Task details:
Make an exact copy of the listing below.

Data for analysis:
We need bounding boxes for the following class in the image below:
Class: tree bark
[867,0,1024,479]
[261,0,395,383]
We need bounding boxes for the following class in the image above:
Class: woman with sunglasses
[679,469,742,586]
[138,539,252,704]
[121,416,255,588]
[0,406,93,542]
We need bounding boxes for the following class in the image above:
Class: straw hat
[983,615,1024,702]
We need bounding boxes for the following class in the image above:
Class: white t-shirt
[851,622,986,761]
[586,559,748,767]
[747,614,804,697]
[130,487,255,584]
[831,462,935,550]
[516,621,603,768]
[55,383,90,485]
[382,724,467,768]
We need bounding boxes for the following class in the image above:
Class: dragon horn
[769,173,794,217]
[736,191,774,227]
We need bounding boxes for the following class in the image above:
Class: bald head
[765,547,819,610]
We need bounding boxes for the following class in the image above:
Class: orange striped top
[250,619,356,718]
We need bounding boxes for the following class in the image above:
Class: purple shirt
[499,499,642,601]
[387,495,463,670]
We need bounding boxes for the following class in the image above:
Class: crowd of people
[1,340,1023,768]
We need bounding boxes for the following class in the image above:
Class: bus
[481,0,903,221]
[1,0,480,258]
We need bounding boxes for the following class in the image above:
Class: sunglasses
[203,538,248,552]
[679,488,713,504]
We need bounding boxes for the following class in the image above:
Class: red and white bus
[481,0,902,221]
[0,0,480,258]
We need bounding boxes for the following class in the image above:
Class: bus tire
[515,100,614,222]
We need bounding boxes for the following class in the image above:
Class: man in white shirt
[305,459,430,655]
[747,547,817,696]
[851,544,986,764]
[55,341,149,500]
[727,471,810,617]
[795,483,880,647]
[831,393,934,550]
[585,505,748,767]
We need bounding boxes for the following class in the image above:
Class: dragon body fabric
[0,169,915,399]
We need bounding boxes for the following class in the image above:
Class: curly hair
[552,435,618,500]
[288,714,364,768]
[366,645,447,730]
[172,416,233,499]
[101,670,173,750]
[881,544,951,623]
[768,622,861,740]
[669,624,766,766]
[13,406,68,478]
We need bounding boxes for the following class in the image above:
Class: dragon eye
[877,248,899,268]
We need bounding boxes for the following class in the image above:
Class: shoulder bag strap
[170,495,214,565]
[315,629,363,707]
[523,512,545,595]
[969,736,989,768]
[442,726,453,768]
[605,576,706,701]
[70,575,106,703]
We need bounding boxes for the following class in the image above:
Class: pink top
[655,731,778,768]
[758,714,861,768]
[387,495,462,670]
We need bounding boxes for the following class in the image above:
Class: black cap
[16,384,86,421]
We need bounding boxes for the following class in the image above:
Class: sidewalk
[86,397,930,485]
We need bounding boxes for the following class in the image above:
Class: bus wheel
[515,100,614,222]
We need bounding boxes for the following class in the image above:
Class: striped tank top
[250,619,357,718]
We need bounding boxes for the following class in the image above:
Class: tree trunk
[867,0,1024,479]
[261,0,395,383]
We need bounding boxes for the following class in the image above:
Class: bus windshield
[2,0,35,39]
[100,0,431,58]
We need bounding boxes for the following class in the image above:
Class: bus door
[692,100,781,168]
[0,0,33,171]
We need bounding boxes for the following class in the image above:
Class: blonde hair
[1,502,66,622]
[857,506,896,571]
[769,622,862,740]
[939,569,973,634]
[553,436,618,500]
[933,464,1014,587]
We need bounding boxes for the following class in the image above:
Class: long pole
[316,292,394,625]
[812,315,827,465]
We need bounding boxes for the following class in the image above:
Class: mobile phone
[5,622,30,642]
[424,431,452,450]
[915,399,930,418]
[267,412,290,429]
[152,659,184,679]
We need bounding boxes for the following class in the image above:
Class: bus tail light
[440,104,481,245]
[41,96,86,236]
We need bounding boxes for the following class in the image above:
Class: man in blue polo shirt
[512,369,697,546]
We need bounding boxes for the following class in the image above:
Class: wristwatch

Answer:
We need bounding boxes for the following class in the image below:
Class: tree bark
[867,0,1024,479]
[261,0,395,383]
We need bounding boxes for the following class in the image above:
Class: woman with sunglasses
[679,469,742,586]
[138,539,252,704]
[121,416,255,588]
[0,406,93,542]
We need bounding boxes for the following class in the image above:
Class: straw hat
[983,615,1024,702]
We need bounding boxes for the following class in the image above:
Class: white t-shirt
[851,622,986,761]
[586,559,748,767]
[747,614,804,697]
[130,487,255,584]
[831,462,935,550]
[516,621,603,768]
[55,383,90,485]
[382,724,467,768]
We need bounding boxes for the following class in the image above:
Class: dragon horn
[769,173,794,217]
[736,191,774,227]
We need bounding boxes for the following class in the image above:
Class: bald head
[765,547,819,610]
We need bounding boxes for the following class in the image above:
Class: orange striped top
[250,619,356,718]
We need bounding boxes for the following class in the image above:
Class: purple shirt
[499,499,642,601]
[387,495,463,670]
We need bounding boxes for the following class in the image above:
Class: crowd of people
[1,340,1023,768]
We need bounding boxes for the following class in the image above:
Class: bus
[481,0,903,221]
[1,0,480,258]
We need bounding boxes for the following class in the image above:
Class: sunglasses
[203,538,248,552]
[679,488,713,504]
We need bounding boxes for the following class in the image above:
Class: red and white bus
[481,0,902,221]
[0,0,480,258]
We need bounding boxes for the following class in the image above:
Class: bus tire
[515,100,614,222]
We need bounding boxes for the following class in the image above:
Class: man in white shirt
[305,459,430,655]
[747,547,817,696]
[851,544,986,764]
[55,341,149,500]
[727,471,810,617]
[795,483,880,647]
[831,393,934,550]
[585,505,748,767]
We need bounding boxes for the following class in the image above:
Class: dragon body fabric
[0,169,915,399]
We need bounding boxes for the following class in the image above:
Class: curly hair
[552,435,618,500]
[288,714,364,768]
[366,645,447,730]
[172,416,233,499]
[101,670,173,750]
[881,544,951,623]
[768,622,861,740]
[669,624,766,766]
[13,406,68,478]
We need bounding boxes for the following class in the image above:
Class: dragon eye
[877,248,899,268]
We need bounding boxes for the following class in the image above:
Class: shoulder bag strap
[170,495,214,565]
[315,629,363,707]
[523,512,545,595]
[969,736,989,768]
[442,726,453,768]
[605,576,706,701]
[70,575,106,703]
We need bounding boxes for the following class in the image above:
Class: pink top
[655,731,778,768]
[758,714,861,768]
[387,495,462,670]
We need bounding boxes for the following class in the image above:
Class: black cap
[16,384,86,421]
We need bounding boxes for the following class in the image above:
Class: sidewalk
[86,397,930,485]
We need bounding boxes for the following class in the image above:
Class: bus wheel
[515,100,614,222]
We need bounding boxes for the following class in the image above:
Class: striped tank top
[250,619,357,718]
We need bounding boxes for the following class in the image above:
Class: tree trunk
[867,0,1024,479]
[261,0,395,383]
We need bounding boxes for the following class in the image above:
Class: bus windshield
[2,0,35,39]
[100,0,431,58]
We need bounding boxes for the following class in the image above:
Class: bus door
[692,100,781,168]
[0,0,33,171]
We need bounding boxes for the following class in the image above:
Class: blonde hair
[1,502,66,622]
[857,506,896,571]
[769,622,862,740]
[939,569,973,634]
[553,436,618,500]
[933,464,1014,587]
We need bounding boxes for the following class in the image above:
Class: long pole
[316,292,394,625]
[812,315,827,465]
We need bounding boxes for the following class in the image above:
Class: mobile phone
[5,622,30,642]
[424,431,452,450]
[915,399,930,418]
[267,412,290,429]
[152,659,184,679]
We need bounding boxes for the following class in the image above:
Class: bus tail light
[440,104,481,245]
[41,96,86,236]
We need bounding boxes for the following class in the image above:
Class: man in blue polo shirt
[512,369,697,546]
We need bounding boxes for the following class in the image above:
Class: wristwatch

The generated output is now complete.